───── Ausgewählter Textauszug ─────

Das Ding is ja, das ich mich bei SOE anmelden konnte. Aber ich kann mich net einloggen!
Als Fehlermeldung kommt dann nur "Falscher Benutzername oder falsches Passwort."
Und das obwohl ich mich unteranderem bei SOE direkt angemedet hab.

Wahrscheinlich ist deren Infrastruktur grad überlastet. Oder es ist irgend ein EU/USA Ding - denn bei Planatside 2 bzw. ProSiebenSat.1 konnt ich n Account anlegen.


----------



## Kankuso (3. August 2013)

https://www.everquestnext.com/ habe mich dort eingeloggt, und oben unter "My Account" kann man auf "Join Newsletter" gehen und dort dann den Newsletter anmelden. Bin mir aber nicht sicher ob das dann auch eine automatische Anmeldung für die Beta ist...


----------



## Gnaba_Hustefix (3. August 2013)

Hab das selbe Problem. Habe ne Mail bekommen, dass ich mich zur Beta-Anmelden könnte. Ok, geh ich auf den Link und habe dort auch die Möglichkeit mich mit meinen bereits bestehenden Account anzumelden. Jedoch bekomme ich dann die Meldung: "Nününü, geh doch auf den Europäischen Server!". Wenn ich dann auf den europäischen gehe (wenn ich auf den Ami-Server bleiben möchte, werde ich einfach auf den ihre Startseite wieder geschmissen), *muss* ich einen neuen Account erstellen, weil es keine Möglichkeit gibt sich mit dem bereits bestehenden Account anzumelden. Total der Krampf. 


Edit: Ick hab's geschafft! Ich hab mich mit meinem bestehenden Account anmelden können! Wohohohoho


----------



## Masura1 (3. August 2013)

und wo hast dus das können? Such mich hier die ganze Zeit blöd durch und find nix


----------



## Tikume (3. August 2013)

Offenbar gingen da auch Mails bzg. Beta Anmeldung raus, ich bin da grade noch am schauen ob das Murks ist. Zur sicherheit würde ich mich aber dennoch über die Offizielle seite anmelden und nicht über diese mail.

/edit:
Ungeschickt gemacht, scheint aber tatsächlich von Sonny zu kommen, siehe das.


----------



## Gnaba_Hustefix (3. August 2013)

https://www.everquestnext.com/beta-registration

Ich war auch misstrauisch gegenüber der Mail. Deshalb hab ich auf den ihrer Website geguggt, und dort kann man sich ebenfalls mit dem eigenen Account anmelden. Bin also sicherheitshalber auch nicht über den Link in der Mail gegangen, wobei der wohl echt gewesen war.


----------



## Tikume (3. August 2013)

Im Whois der Domain stehen nicht mal die Firmendaten, da hat es bei mir erstmal Tatütataa gemacht


----------



## Rifter (3. August 2013)

Nun, irgendwie hab ich mich wahrscheinlich dann doch anmelden können...


Gnaba_Hustefix schrieb:


> https://www.everquestnext.com/beta-registration



Wenn ich den Link Folge und meine Daten eingebe, kommt ein Fenster welches mich auffordert doch die .eu Websteite auf zu rufen.

─────

Aufgabenstellung 1
Übersetzen Sie den Satz „Ich war auch misstrauisch gegenüber der Mail.“ aus dem Forenauszug zur Beta-Anmeldung ins Englische.
Aufgabenstellung 2
Wiederholen Sie aus dem Forenauszug zur Beta-Anmeldung den Abschnitt wortgetreu, beginnend mit „Hab das selbe“ und weiter bis einschließlich „Masura1 (3. August 2013)“.

───── Vorliegende Einträge ─────

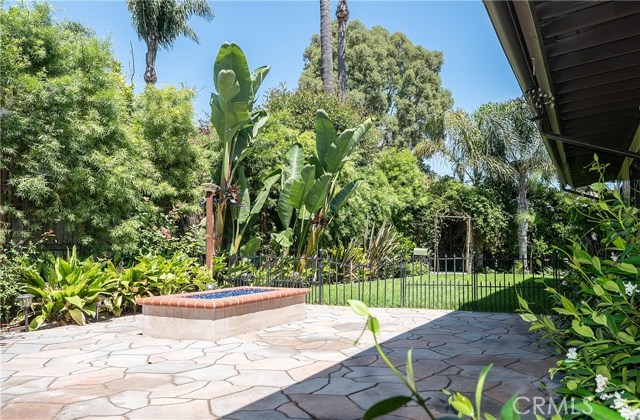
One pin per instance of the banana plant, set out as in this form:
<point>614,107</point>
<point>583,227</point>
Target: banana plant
<point>235,122</point>
<point>311,191</point>
<point>245,215</point>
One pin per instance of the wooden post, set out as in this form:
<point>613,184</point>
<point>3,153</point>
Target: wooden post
<point>469,245</point>
<point>210,229</point>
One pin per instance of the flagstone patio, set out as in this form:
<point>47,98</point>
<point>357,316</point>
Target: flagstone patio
<point>307,369</point>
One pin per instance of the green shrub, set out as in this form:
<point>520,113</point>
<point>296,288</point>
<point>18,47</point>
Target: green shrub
<point>598,309</point>
<point>66,289</point>
<point>157,275</point>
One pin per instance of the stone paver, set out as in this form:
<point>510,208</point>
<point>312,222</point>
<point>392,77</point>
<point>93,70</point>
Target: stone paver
<point>305,370</point>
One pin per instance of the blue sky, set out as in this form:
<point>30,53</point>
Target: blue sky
<point>277,32</point>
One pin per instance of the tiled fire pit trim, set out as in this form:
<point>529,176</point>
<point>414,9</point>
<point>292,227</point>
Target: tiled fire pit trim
<point>183,300</point>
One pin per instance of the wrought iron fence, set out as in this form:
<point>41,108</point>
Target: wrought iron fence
<point>478,284</point>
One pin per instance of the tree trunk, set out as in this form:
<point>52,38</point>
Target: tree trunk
<point>343,16</point>
<point>326,45</point>
<point>150,75</point>
<point>523,220</point>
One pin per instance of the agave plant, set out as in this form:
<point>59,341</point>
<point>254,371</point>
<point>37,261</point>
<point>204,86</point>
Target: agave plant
<point>67,290</point>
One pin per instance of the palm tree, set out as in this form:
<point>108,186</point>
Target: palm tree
<point>159,22</point>
<point>342,13</point>
<point>326,46</point>
<point>499,140</point>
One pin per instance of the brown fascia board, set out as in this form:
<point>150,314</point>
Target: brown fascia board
<point>508,28</point>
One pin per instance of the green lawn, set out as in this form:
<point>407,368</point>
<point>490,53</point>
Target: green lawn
<point>494,292</point>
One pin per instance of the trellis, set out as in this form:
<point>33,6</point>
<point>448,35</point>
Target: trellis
<point>468,245</point>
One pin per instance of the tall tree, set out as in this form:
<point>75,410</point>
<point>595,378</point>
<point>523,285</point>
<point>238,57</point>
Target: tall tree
<point>500,140</point>
<point>326,36</point>
<point>68,162</point>
<point>395,80</point>
<point>342,13</point>
<point>159,22</point>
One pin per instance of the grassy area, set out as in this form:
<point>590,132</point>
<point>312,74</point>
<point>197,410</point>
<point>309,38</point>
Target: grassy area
<point>493,292</point>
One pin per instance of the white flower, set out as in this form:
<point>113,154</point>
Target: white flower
<point>601,382</point>
<point>630,288</point>
<point>618,401</point>
<point>629,413</point>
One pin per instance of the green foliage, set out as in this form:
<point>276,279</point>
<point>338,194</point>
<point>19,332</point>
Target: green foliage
<point>380,247</point>
<point>66,289</point>
<point>597,308</point>
<point>163,122</point>
<point>393,79</point>
<point>159,22</point>
<point>236,124</point>
<point>67,158</point>
<point>162,234</point>
<point>310,196</point>
<point>13,259</point>
<point>155,276</point>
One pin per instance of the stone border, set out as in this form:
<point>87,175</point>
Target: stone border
<point>181,317</point>
<point>183,300</point>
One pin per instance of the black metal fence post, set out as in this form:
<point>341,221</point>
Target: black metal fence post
<point>474,282</point>
<point>318,264</point>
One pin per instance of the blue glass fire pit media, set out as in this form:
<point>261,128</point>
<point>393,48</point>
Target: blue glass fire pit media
<point>227,293</point>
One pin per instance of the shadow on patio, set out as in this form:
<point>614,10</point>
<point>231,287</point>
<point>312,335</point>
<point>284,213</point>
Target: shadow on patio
<point>449,351</point>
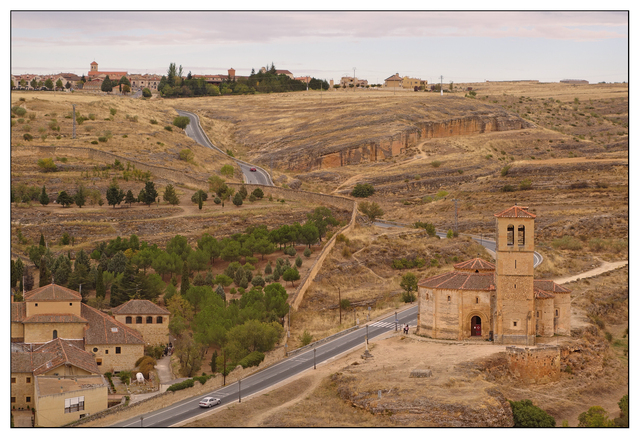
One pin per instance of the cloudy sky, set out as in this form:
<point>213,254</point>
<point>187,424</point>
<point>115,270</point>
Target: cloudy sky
<point>460,46</point>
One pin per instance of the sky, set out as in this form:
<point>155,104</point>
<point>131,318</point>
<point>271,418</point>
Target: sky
<point>459,46</point>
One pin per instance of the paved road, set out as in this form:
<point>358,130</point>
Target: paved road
<point>281,371</point>
<point>194,130</point>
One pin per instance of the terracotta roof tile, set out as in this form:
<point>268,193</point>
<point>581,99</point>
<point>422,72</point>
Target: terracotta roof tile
<point>475,264</point>
<point>18,311</point>
<point>52,292</point>
<point>51,355</point>
<point>515,212</point>
<point>456,280</point>
<point>104,329</point>
<point>539,294</point>
<point>54,318</point>
<point>550,286</point>
<point>136,306</point>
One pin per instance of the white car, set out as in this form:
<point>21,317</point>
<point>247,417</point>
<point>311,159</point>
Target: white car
<point>209,401</point>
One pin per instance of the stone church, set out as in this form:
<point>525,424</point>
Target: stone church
<point>501,302</point>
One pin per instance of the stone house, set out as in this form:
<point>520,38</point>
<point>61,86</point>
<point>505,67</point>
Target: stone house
<point>150,320</point>
<point>501,302</point>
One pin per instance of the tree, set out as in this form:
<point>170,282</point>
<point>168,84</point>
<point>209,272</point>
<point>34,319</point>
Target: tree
<point>409,284</point>
<point>44,198</point>
<point>527,415</point>
<point>129,198</point>
<point>64,199</point>
<point>363,190</point>
<point>150,193</point>
<point>80,196</point>
<point>106,86</point>
<point>371,210</point>
<point>184,284</point>
<point>114,195</point>
<point>291,275</point>
<point>170,195</point>
<point>596,416</point>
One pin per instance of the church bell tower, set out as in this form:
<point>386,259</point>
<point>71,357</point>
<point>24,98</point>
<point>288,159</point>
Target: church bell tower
<point>514,312</point>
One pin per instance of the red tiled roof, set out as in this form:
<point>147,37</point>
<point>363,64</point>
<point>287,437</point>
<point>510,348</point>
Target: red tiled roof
<point>52,293</point>
<point>539,294</point>
<point>515,212</point>
<point>137,306</point>
<point>456,280</point>
<point>54,318</point>
<point>550,286</point>
<point>18,311</point>
<point>104,329</point>
<point>475,264</point>
<point>51,355</point>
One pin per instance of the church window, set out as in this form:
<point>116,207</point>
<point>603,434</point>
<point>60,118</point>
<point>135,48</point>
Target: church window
<point>521,235</point>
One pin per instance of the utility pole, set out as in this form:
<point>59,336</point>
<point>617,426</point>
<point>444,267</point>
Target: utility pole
<point>354,79</point>
<point>456,215</point>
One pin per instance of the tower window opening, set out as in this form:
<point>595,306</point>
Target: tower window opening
<point>510,234</point>
<point>521,235</point>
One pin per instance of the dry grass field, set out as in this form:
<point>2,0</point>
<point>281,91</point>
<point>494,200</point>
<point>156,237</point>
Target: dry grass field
<point>569,165</point>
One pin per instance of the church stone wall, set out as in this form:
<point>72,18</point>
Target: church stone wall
<point>544,317</point>
<point>534,365</point>
<point>562,304</point>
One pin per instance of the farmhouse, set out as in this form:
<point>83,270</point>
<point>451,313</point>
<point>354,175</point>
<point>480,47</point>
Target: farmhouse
<point>500,302</point>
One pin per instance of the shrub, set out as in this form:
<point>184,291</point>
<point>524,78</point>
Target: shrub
<point>47,165</point>
<point>363,190</point>
<point>306,338</point>
<point>567,243</point>
<point>181,121</point>
<point>253,359</point>
<point>527,415</point>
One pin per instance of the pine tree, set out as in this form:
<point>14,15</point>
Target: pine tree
<point>45,274</point>
<point>44,198</point>
<point>184,286</point>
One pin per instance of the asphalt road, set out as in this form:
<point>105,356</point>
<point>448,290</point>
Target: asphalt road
<point>194,131</point>
<point>281,371</point>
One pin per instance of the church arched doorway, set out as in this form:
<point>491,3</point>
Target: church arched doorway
<point>476,326</point>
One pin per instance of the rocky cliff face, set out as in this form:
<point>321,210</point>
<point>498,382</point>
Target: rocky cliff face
<point>385,147</point>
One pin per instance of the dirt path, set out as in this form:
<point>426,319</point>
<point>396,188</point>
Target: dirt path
<point>606,266</point>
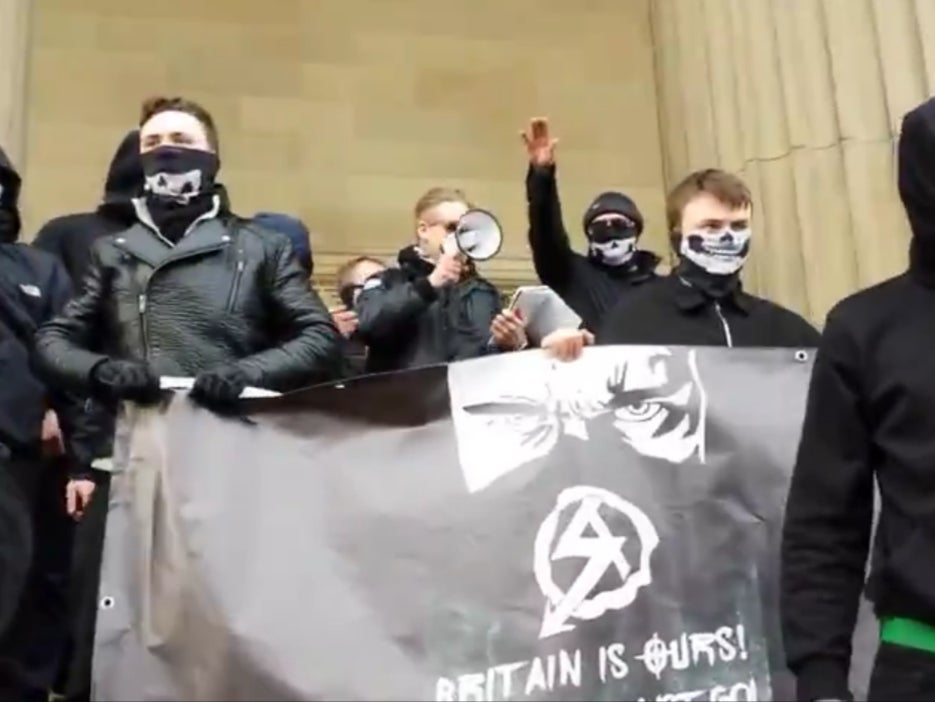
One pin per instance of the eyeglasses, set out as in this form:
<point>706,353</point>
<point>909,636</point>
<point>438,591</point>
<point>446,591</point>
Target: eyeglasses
<point>449,227</point>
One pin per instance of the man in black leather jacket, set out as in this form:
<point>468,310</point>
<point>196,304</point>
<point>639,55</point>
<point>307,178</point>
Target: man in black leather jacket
<point>190,289</point>
<point>434,308</point>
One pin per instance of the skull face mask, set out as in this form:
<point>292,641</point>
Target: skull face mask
<point>612,242</point>
<point>721,252</point>
<point>178,173</point>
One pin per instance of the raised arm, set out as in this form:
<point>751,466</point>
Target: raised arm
<point>827,525</point>
<point>552,254</point>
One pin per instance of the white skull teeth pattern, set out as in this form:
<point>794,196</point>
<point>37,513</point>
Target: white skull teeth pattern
<point>175,185</point>
<point>720,253</point>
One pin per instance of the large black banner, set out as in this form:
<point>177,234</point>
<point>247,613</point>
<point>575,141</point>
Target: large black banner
<point>505,528</point>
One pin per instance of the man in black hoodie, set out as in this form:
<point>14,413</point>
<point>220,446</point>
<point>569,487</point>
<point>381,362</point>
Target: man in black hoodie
<point>70,238</point>
<point>870,417</point>
<point>34,553</point>
<point>613,266</point>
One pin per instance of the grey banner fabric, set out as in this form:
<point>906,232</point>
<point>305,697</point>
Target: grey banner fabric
<point>504,528</point>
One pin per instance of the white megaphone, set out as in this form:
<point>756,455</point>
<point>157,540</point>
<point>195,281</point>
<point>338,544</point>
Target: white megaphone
<point>478,236</point>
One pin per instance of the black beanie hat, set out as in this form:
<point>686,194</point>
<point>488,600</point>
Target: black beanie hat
<point>613,203</point>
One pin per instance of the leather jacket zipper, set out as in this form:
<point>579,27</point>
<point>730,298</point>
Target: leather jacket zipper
<point>728,337</point>
<point>143,332</point>
<point>238,276</point>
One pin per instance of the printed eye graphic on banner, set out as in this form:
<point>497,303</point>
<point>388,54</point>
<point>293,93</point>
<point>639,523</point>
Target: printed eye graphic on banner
<point>590,540</point>
<point>651,397</point>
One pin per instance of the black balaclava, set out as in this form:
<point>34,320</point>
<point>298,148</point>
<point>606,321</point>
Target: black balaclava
<point>179,187</point>
<point>917,187</point>
<point>10,182</point>
<point>124,180</point>
<point>613,243</point>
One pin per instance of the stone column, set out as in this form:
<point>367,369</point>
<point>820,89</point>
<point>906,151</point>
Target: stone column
<point>804,99</point>
<point>15,18</point>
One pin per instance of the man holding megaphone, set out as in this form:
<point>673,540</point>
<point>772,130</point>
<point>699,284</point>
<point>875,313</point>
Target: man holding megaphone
<point>434,308</point>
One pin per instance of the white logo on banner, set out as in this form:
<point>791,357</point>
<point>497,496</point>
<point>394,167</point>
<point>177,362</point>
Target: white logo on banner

─────

Vollständige Antwort 1
I was also suspicious of the email.

Vollständige Antwort 2
Hab das selbe Problem. Habe ne Mail bekommen, dass ich mich zur Beta-Anmelden könnte. Ok, geh ich auf den Link und habe dort auch die Möglichkeit mich mit meinen bereits bestehenden Account anzumelden. Jedoch bekomme ich dann die Meldung: "Nününü, geh doch auf den Europäischen Server!". Wenn ich dann auf den europäischen gehe (wenn ich auf den Ami-Server bleiben möchte, werde ich einfach auf den ihre Startseite wieder geschmissen), *muss* ich einen neuen Account erstellen, weil es keine Möglichkeit gibt sich mit dem bereits bestehenden Account anzumelden. Total der Krampf. 


Edit: Ick hab's geschafft! Ich hab mich mit meinem bestehenden Account anmelden können! Wohohohoho


----------



## Masura1 (3. August 2013)